— start DATA FOR THE TASK —

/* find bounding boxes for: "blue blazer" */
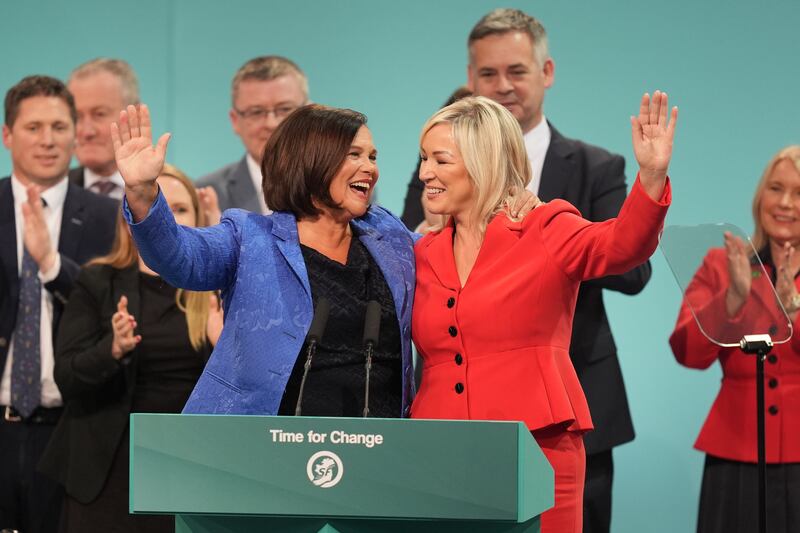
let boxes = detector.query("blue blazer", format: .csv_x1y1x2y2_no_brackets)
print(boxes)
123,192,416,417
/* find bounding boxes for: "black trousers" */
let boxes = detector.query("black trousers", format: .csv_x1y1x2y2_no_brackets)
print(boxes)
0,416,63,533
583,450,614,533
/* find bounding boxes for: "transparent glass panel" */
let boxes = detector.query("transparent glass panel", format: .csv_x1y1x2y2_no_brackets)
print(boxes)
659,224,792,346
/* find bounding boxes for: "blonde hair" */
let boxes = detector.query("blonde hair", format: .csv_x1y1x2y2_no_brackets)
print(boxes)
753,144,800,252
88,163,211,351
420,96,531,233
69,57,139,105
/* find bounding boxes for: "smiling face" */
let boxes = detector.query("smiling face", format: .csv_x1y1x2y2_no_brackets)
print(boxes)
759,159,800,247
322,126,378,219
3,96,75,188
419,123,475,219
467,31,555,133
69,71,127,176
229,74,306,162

— end DATA FOR THE TASK —
— start DATA FOR THE TASK —

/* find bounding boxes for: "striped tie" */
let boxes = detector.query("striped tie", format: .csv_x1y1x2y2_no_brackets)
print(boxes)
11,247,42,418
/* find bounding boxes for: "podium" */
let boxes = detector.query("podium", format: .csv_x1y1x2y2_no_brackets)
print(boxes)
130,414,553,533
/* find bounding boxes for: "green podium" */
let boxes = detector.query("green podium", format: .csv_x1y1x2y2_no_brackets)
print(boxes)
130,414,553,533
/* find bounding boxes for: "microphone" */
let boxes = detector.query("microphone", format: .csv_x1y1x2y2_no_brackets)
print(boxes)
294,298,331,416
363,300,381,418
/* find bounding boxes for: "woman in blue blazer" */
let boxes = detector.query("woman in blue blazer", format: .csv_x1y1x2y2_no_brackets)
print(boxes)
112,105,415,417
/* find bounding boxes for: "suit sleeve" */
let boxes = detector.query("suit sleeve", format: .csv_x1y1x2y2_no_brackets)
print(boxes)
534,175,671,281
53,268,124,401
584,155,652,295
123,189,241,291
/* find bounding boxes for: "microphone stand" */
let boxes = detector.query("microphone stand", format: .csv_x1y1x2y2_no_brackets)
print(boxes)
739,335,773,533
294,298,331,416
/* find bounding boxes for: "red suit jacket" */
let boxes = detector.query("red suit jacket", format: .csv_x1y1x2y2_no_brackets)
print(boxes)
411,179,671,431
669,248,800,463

— end DATA FOR THE TASK —
— start DATA FOR THE TASK —

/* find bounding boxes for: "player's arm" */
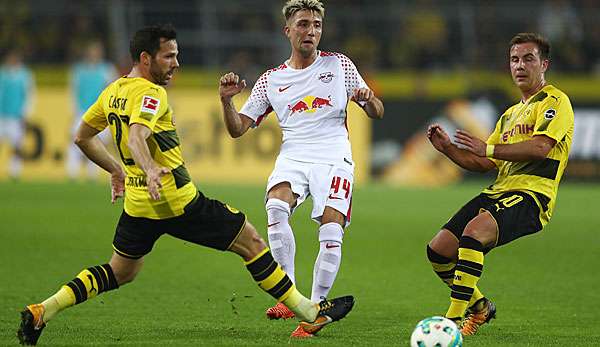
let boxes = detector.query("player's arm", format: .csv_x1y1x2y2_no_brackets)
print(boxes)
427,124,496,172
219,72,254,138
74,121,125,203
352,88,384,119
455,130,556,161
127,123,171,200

— end DATA FOR THE TASK —

__EXERCISE OBJECTIVE__. Count the lines in the entries above that contain the string "black", matching case exactly. Give only the number.

__EXERCISE ANSWER__. 2